> _EXERCISE DETAILS_: Reproduce a passage from the spam-filtering excerpt below, starting at the words "I don't know" and ending after the words "any pornographic term.".

> _EXCERPT_:
- - -
The more spam a user gets, the less likely he'll be to notice one innocent mail sitting in his spam folder. And strangely enough, the better your spam filters get, the more dangerous false positives become, because when the filters are really good, users will be more likely to ignore everything they catch.

I don't know why I avoided trying the statistical approach for so long. I think it was because I got addicted to trying to identify spam features myself, as if I were playing some kind of competitive game with the spammers. (Nonhackers don't often realize this, but most hackers are very competitive.) When I did try statistical analysis, I found immediately that it was much cleverer than I had been. It discovered, of course, that terms like "virtumundo" and "teens" were good indicators of spam. But it also discovered that "per" and "FL" and "ff0000" are good indicators of spam. In fact, "ff0000" (html for bright red) turns out to be as good an indicator of spam as any pornographic term.
_ _ _

Here's a sketch of how I do statistical filtering. I start with one corpus of spam and one of nonspam mail. At the moment each one has about 4000 messages in it. I scan the entire text, including headers and embedded html and javascript, of each message in each corpus. I currently consider alphanumeric characters, dashes, apostrophes, and dollar signs to be part of tokens, and everything else to be a token separator. (There is probably room for improvement here.) I ignore tokens that are all digits, and I also ignore html comments, not even considering them as token separators.

I count the number of times each token (ignoring case, currently) occurs in each corpus. At this stage I end up with two large hash tables, one for each corpus, mapping tokens to number of occurrences.
- - -
> _DATASET SECTION_:

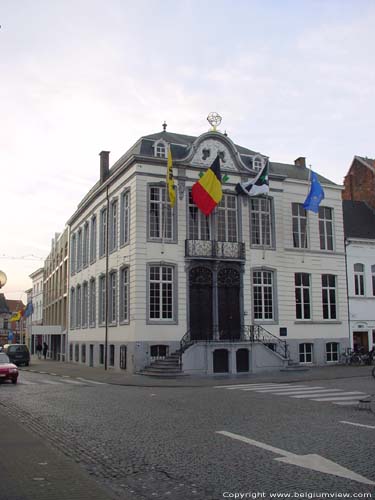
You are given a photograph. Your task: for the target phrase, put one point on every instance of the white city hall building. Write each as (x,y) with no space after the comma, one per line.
(257,285)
- - -
> _ANSWER TO THIS EXERCISE_:
I don't know why I avoided trying the statistical approach for so long. I think it was because I got addicted to trying to identify spam features myself, as if I were playing some kind of competitive game with the spammers. (Nonhackers don't often realize this, but most hackers are very competitive.) When I did try statistical analysis, I found immediately that it was much cleverer than I had been. It discovered, of course, that terms like "virtumundo" and "teens" were good indicators of spam. But it also discovered that "per" and "FL" and "ff0000" are good indicators of spam. In fact, "ff0000" (html for bright red) turns out to be as good an indicator of spam as any pornographic term.